**SUPPLIED PASSAGE**
_ _ _
Going into February, I feel a little behind on the bike (I was hoping 100 miles would be more in my comfort zone instead of doing it once and it being REALLY FUCKING HARD), but I’m less worried about it then I was this time last week.   I’m ready to shift from all-crotch-smashy-against-my-bike-saddle-all-the-time January to training a little more evenly in February, making my foray into the longer-than-half-marathon runs so I can test the waters in that sport.

I’m planning on this block (and maybe more in the future) of 2 weeks on/1 week off.  I think if I have a shorter time to rest week, I can push myself a little harder.  Also – last week was rest week and kinda not that restful, so I can definitely see the value having a stepback week sooner than later where we don’t have errands evvvvry day after work and I don’t do a 7+ hour ride.

What, your rest weeks don’t involve riding 100 miles?  Pffft. 🙂

Week 1 of block 2 (this week):

  • Long run of 2 hours/10 miles.  Already done.  I hoped to maybe extend it closer to 3/15 miles, but I did it so close to my long ride that 10 miles was super hard enough.  Another hour run easy on the plan tomorrow and that’s it for runs.
  • 6 hour bike race.  I want to get as close to 100 miles as I can.  Even if I fall short, I’ll get to spend 6 hours of QT on a closed course with Death Star and notch another solid outdoor long ride.  Backing this up with mostly easy, short bikes the rest of the week.
  • 3k+ long swim and a lunchtime shorter speedier swim.
  • A more balanced week.  My bike streak is done, and while I believe it did me lots good, I will be MORE than happy to not hop on my trainer every 12-36 hours and spend some of that time running and swimming.

Week 2 of block 2 (next week):

  • Long run of 3-4 hours.  At least 15, up to 20 if I’m feeling good.  I’m actually blocking my long workout of the week off for this instead of a bike.  And, this will be the last big workout before a rest week, so if I feel awesome and go for the 20, I can immediately transition to rest week, I don’t have to *save* anything.  I’ll back this up with a *little* more mid-week volume (probably 2×1 hour runs, one slightly faster than slog pace).
  • Backing off on the cycling volume for one week.  No long ride, but 3-4 hours of quality riding and 1-2 hours recovery happy fun riding throughout the week.
  • 3-4k long swim.  Race distance would be great, if not, at least an hour session plus a shorter lunch speed session.
_ _ _
(Dataset excerpts on object pointing)

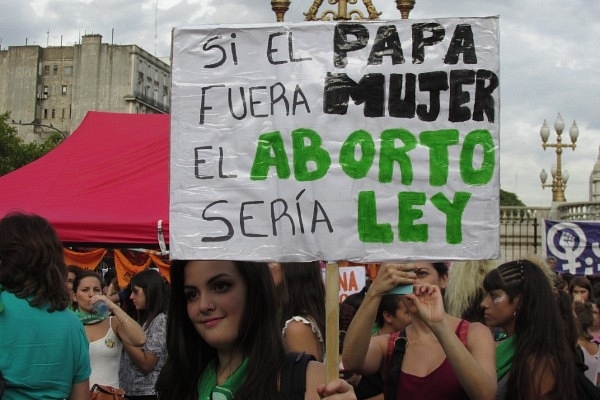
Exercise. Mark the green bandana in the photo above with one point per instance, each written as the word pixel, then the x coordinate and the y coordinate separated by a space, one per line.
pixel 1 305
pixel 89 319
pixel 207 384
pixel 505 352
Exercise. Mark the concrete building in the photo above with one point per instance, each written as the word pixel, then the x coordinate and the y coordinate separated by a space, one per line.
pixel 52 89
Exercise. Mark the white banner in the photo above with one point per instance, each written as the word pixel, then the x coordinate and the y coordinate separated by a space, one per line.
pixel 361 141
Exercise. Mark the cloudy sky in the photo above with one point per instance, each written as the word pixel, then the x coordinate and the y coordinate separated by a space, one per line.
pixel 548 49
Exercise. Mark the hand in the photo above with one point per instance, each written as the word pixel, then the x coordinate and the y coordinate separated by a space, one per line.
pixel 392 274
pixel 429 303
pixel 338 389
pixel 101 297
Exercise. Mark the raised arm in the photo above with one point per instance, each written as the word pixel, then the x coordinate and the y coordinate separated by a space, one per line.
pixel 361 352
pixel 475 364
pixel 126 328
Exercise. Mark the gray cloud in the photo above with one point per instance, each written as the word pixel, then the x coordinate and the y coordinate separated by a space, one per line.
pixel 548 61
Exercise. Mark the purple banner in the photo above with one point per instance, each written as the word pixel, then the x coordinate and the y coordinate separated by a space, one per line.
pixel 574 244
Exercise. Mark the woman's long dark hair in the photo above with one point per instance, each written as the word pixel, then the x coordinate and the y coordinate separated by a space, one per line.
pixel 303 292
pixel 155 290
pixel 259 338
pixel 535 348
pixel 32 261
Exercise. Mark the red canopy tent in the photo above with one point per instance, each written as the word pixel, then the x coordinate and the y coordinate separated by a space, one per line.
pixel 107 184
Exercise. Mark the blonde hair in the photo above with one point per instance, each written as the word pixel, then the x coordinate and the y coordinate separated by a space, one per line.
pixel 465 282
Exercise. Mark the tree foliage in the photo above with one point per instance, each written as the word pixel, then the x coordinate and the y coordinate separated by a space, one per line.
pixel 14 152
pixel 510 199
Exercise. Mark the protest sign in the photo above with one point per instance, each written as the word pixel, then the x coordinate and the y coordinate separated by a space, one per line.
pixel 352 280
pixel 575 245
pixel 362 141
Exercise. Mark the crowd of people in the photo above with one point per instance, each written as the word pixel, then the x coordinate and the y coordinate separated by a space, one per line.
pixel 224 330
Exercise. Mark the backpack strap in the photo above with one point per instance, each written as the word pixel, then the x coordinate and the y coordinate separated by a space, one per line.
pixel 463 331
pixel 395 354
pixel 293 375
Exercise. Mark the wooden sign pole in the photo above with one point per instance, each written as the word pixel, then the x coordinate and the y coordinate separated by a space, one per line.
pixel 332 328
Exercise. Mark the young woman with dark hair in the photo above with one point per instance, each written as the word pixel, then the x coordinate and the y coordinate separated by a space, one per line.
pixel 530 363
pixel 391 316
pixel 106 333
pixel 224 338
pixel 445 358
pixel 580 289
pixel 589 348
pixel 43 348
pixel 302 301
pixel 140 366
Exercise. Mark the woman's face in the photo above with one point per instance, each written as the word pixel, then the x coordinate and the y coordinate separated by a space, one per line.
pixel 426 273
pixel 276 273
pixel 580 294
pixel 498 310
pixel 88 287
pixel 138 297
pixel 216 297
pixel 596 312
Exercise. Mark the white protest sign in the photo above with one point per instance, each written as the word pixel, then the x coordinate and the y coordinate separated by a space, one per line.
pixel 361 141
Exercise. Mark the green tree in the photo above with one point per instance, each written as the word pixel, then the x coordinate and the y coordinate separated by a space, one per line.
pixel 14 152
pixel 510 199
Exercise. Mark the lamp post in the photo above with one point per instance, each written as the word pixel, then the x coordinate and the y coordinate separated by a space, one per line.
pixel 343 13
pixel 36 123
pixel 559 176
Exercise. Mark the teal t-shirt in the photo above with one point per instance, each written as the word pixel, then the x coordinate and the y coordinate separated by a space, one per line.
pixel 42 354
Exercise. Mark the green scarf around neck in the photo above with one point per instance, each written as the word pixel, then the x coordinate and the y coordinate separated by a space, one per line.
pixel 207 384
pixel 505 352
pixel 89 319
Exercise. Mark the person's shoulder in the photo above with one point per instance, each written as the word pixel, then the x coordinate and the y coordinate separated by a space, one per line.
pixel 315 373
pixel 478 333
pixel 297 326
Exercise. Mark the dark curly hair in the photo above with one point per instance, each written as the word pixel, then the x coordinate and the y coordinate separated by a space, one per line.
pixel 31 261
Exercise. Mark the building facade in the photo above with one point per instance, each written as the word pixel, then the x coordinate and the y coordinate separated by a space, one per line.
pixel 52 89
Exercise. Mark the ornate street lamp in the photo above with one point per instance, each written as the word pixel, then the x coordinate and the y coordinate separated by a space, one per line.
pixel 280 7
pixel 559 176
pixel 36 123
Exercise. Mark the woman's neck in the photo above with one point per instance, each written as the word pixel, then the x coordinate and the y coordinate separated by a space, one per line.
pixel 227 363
_ _ _
**TASKS TO COMPLETE**
• A. In the training post, what is the time limit of the bike race planned for week 1 of block 2?
• B. Replace "woman's neck" with "woman's shoulder" in the records, from the line with "Exercise. Mark the woman's neck" through the end of the records, and return only those lines.

**PER-TASK ANSWERS**
• A. Six hours.

• B.
Exercise. Mark the woman's shoulder in the photo above with one point per instance, each written as the word pixel, then the x coordinate and the y coordinate separated by a space, one per line.
pixel 227 363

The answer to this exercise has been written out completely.